● WORK TASK:
State whether each statement agrees with the multiple sclerosis abstract, answering yes or no and quoting the words of the text that decide it. (a) Patients were drawn from the international MSBase registry. (b) Patients had to be followed for at least six months to be selected. (c) Disability worsening was counted only when confirmed at three months.

Royal Melbourne Hospital, University of Melbourne
Department of Neurology

Author Of 3 Presentations

Biostatistical Methods Poster Presentation

P0018 - Variability of the response to immunotherapy among sub-groups of patients with multiple sclerosis (ID 1239)

Abstract

Background

Our current understanding of demographic and clinical modifiers of the effectiveness of multiple sclerosis (MS) therapies is limited.

Objectives

To assess whether patients’ response to disease modifying therapies (DMT) in MS varies by disease activity (annualised relapse rate, presence of new MRI lesions), disability, age, MS duration or disease phenotype.

Methods

Using the international MSBase registry, we selected patients with MS followed for ≥1 year, with ≥3 visits, ≥1 visit per year. Marginal structural models (MSMs) were used to compare the hazard ratios (HR) of 6-month confirmed worsening and improvement of disability (EDSS), and the incidence of relapses between treated and untreated periods. MSMs were continuously re-adjusted for patient age, sex, pregnancy, date, time from first symptom, prior relapse history, disability and MRI activity.

Source data:

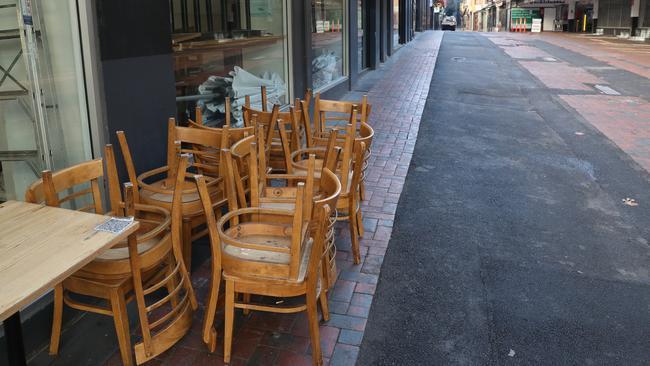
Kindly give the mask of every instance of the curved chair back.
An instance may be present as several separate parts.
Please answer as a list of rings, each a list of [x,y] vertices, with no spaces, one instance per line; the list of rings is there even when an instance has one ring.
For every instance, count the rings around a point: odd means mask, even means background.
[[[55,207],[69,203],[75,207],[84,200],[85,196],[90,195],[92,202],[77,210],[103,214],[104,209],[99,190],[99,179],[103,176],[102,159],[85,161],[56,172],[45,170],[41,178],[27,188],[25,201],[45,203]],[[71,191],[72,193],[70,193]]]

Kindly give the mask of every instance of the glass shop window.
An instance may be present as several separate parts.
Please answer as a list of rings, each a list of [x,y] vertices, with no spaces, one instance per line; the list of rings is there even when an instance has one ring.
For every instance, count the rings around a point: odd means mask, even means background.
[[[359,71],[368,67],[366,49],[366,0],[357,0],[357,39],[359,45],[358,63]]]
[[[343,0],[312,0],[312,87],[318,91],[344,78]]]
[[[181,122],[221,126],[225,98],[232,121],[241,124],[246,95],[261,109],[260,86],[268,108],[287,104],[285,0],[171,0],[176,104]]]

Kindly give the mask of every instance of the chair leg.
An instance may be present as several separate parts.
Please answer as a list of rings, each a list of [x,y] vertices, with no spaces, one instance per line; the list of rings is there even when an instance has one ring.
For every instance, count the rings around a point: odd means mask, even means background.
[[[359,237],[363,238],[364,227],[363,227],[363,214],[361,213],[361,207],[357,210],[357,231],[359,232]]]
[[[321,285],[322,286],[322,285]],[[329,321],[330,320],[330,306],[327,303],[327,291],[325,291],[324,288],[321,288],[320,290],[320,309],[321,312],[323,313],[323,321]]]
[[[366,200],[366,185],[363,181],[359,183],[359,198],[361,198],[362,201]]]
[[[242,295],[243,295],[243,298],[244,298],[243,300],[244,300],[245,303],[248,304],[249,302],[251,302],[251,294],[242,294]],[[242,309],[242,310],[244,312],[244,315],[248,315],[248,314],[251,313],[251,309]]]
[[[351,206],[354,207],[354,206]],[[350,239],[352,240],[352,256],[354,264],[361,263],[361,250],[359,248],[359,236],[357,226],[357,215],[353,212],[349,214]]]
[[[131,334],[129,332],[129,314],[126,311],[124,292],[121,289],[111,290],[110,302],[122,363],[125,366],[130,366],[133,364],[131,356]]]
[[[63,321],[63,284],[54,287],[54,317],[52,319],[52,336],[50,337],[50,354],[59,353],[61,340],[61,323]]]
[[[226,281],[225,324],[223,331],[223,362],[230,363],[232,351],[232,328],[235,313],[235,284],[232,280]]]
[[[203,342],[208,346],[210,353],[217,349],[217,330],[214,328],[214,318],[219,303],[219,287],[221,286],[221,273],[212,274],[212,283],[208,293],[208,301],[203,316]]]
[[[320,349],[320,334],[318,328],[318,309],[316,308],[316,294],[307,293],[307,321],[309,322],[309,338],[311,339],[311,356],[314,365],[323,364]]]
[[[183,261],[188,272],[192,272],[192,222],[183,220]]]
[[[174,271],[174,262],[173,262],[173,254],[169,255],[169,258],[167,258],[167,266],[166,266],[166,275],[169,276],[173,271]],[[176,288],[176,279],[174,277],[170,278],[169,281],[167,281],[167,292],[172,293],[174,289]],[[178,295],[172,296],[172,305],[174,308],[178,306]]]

● OUTPUT OF THE TASK:
(a) Yes: "Using the international MSBase registry, we selected patients with MS"
(b) No: "followed for ≥1 year"
(c) No: "6-month confirmed worsening and improvement of disability (EDSS)"